→ **Challenge**
Repeat verbatim the items between the line that contains "Where can you find the red" and the line that contains "pixel 213 294", inclusive.

→ **Supplied records**

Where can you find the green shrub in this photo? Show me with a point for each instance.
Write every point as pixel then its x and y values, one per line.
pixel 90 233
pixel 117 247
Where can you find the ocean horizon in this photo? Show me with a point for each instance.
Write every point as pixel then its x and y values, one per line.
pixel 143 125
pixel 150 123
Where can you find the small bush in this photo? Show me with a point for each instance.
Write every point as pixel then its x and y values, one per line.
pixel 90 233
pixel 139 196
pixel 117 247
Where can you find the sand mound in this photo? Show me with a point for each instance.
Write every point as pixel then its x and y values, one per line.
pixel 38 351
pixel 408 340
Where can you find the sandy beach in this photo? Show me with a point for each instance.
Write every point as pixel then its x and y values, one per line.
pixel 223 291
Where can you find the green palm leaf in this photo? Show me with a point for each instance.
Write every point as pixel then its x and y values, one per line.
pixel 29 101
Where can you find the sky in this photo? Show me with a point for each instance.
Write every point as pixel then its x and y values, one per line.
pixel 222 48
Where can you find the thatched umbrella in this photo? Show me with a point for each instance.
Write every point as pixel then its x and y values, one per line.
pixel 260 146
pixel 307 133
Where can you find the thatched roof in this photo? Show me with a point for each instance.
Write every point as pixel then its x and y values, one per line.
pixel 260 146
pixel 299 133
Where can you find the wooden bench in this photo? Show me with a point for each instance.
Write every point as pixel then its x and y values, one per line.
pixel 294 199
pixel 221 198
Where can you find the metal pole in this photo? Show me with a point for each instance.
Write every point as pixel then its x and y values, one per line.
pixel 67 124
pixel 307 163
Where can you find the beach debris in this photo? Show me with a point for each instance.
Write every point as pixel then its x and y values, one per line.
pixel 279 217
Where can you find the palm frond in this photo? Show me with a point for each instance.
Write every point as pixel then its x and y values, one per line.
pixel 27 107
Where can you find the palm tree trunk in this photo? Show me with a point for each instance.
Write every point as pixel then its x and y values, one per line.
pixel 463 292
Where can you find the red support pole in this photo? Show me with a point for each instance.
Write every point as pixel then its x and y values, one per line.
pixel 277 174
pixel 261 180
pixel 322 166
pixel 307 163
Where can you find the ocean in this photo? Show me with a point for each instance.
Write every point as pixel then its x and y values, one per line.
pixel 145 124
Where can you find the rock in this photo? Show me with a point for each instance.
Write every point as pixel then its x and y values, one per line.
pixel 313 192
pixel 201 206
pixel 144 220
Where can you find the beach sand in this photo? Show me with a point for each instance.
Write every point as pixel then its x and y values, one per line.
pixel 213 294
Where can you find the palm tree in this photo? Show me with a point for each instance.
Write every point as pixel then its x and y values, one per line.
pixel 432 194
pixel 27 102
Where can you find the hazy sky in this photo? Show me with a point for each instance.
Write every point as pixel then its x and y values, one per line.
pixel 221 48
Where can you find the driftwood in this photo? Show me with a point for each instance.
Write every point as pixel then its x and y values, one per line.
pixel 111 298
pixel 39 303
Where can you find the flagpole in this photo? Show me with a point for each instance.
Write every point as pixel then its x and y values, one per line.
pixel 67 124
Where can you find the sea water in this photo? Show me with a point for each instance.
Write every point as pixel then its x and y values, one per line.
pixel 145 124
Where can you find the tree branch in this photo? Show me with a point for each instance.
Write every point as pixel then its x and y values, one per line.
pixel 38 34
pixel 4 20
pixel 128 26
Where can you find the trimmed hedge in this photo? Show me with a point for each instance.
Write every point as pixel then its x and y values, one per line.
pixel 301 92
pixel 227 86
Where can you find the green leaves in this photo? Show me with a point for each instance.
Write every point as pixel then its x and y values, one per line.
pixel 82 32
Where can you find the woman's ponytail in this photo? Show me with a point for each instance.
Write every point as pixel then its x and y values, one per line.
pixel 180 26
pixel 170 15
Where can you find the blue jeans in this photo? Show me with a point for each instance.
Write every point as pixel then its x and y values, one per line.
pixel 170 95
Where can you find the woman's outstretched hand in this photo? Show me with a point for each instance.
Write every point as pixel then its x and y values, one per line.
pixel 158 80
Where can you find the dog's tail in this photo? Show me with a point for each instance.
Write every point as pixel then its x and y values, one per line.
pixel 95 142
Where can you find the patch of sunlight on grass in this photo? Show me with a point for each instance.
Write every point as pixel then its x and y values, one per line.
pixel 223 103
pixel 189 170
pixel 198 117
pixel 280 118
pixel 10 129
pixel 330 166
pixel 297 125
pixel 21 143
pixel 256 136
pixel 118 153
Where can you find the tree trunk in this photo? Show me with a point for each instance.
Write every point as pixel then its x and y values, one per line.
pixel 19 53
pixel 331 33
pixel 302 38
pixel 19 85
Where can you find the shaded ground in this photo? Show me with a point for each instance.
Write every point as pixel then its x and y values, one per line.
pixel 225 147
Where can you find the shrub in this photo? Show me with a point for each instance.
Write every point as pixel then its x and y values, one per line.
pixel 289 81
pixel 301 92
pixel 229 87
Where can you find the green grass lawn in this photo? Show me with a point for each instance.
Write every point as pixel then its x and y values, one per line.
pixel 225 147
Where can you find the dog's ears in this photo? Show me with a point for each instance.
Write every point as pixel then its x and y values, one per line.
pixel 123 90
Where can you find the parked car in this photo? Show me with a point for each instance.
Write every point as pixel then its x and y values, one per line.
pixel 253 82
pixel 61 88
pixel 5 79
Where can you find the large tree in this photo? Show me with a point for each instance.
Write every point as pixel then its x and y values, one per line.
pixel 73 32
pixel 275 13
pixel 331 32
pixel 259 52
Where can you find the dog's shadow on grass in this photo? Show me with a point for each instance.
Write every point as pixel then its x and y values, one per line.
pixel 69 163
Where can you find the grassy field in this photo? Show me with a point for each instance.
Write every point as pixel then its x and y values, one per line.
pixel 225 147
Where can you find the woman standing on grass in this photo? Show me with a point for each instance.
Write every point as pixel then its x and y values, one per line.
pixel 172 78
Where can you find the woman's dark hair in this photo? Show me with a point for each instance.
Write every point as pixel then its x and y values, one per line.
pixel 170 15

→ **Result of this task**
Where can you find the red support pole in this photo? Show me with a point for each instance.
Write every point as pixel then its x and y values, one per line.
pixel 277 174
pixel 261 180
pixel 322 166
pixel 307 163
Where can you find the ocean in this photo? Show me with a point for each instance.
Write every point as pixel then its x and y values, one per line.
pixel 145 124
Where can you find the rock in this photo? Show me with a point for each instance.
Write every point as pixel then its x and y values, one per line.
pixel 313 192
pixel 201 206
pixel 144 220
Where can you find the beach sand in this photo? Show me with a point for each instance.
Write every point as pixel then its x and y values, one per line.
pixel 213 294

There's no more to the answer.